** Task inputs follows **

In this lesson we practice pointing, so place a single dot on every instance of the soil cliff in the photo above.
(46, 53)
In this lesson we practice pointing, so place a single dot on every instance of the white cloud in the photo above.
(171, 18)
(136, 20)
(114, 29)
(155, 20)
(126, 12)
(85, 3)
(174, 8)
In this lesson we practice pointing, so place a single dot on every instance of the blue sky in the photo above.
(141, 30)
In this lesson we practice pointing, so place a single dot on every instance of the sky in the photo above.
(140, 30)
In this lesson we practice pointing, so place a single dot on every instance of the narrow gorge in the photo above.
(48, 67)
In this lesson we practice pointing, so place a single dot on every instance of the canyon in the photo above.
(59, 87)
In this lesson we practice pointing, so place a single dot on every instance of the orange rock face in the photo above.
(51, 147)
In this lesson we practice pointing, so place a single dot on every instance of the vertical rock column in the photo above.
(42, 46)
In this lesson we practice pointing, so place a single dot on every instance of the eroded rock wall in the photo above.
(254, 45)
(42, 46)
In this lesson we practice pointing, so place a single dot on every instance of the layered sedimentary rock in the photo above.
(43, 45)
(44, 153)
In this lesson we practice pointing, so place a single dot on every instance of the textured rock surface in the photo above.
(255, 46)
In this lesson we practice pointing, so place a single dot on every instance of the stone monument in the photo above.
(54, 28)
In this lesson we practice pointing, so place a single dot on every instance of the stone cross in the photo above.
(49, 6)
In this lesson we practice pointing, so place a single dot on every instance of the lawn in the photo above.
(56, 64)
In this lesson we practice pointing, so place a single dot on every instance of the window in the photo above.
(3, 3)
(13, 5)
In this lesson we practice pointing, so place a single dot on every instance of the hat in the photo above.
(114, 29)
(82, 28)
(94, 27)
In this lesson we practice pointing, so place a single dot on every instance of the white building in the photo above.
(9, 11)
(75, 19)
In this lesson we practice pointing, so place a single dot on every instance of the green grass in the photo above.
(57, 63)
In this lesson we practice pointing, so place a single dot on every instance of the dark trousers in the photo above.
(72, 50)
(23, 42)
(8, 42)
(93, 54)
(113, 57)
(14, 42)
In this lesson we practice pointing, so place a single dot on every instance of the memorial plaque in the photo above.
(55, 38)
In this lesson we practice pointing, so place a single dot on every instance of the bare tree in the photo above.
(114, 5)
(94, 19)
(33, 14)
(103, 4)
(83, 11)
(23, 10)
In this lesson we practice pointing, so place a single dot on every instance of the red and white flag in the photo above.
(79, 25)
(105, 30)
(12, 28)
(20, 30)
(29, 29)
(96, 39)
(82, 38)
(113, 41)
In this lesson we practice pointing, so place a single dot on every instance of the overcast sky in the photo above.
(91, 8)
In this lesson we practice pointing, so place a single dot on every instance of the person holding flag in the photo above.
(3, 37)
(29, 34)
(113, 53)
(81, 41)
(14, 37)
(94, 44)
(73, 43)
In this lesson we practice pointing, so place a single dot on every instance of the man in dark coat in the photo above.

** End of Task inputs **

■ Exercise brief ■
The listing above is to be transcribed in full, with no line omitted.

■ Output of the task ■
In this lesson we practice pointing, so place a single dot on every instance of the soil cliff in the photo above.
(46, 53)
In this lesson we practice pointing, so place a single dot on every instance of the white cloud in the photo above.
(171, 18)
(136, 20)
(114, 29)
(155, 20)
(126, 12)
(85, 3)
(174, 8)
In this lesson we practice pointing, so place a single dot on every instance of the blue sky in the photo above.
(141, 30)
In this lesson we practice pointing, so place a single dot on every instance of the sky in the photo above.
(140, 30)
In this lesson we practice pointing, so place a single dot on every instance of the narrow gorge in the photo above.
(48, 67)
In this lesson we practice pointing, so place a single dot on every instance of the canyon in the photo above.
(59, 87)
In this lesson we practice pointing, so place a single dot on every instance of the orange rock face in the photo above.
(51, 147)
In this lesson we practice pointing, so place a single dot on every instance of the vertical rock column in the photo above.
(42, 46)
In this lesson we practice pointing, so place a single dot on every instance of the eroded rock wall in the photo above.
(254, 45)
(42, 46)
In this lesson we practice pointing, so place a single dot on every instance of the layered sedimentary rock in the photo above.
(43, 45)
(44, 153)
In this lesson we practice pointing, so place a single dot on every instance of the textured rock surface in the photo above.
(255, 46)
In this lesson we practice pointing, so place a single dot on every instance of the stone monument in the photo above.
(54, 28)
In this lesson we practice pointing, so place a single dot on every instance of the stone cross in the photo above.
(49, 6)
In this lesson we practice pointing, so place a single dot on every instance of the lawn in the photo above.
(56, 64)
In this lesson we practice pointing, so place a single dot on every instance of the window in the photo above.
(3, 3)
(13, 5)
In this lesson we practice pointing, so place a single dot on every instance of the hat in the photo above.
(114, 29)
(82, 28)
(94, 27)
In this lesson we practice pointing, so place a single dot on every instance of the white building in the photo above.
(9, 11)
(75, 19)
In this lesson we practice pointing, so place a single dot on every instance of the green grass in the photo above.
(57, 63)
In this lesson we practice pointing, so place a single dot on every instance of the dark trousers in the photo above.
(72, 50)
(23, 42)
(8, 42)
(93, 54)
(113, 57)
(14, 42)
In this lesson we practice pointing, so place a single dot on every instance of the memorial plaque in the photo above.
(55, 38)
In this lesson we practice pointing, so place a single dot on every instance of the bare tree in the photo above.
(114, 5)
(94, 19)
(33, 14)
(103, 4)
(83, 11)
(23, 10)
In this lesson we practice pointing, so place a single dot on every instance of the red and white flag in the photo above.
(79, 25)
(105, 30)
(12, 28)
(20, 30)
(29, 29)
(96, 39)
(82, 38)
(113, 41)
In this lesson we practice pointing, so place a single dot on every instance of the overcast sky in the photo above.
(91, 8)
In this lesson we practice pointing, so place a single dot on every instance of the person holding flag in the photo above.
(3, 37)
(29, 34)
(113, 53)
(81, 41)
(14, 37)
(94, 44)
(73, 43)
In this lesson we practice pointing, so place a single dot on every instance of the man in dark coat in the photo above.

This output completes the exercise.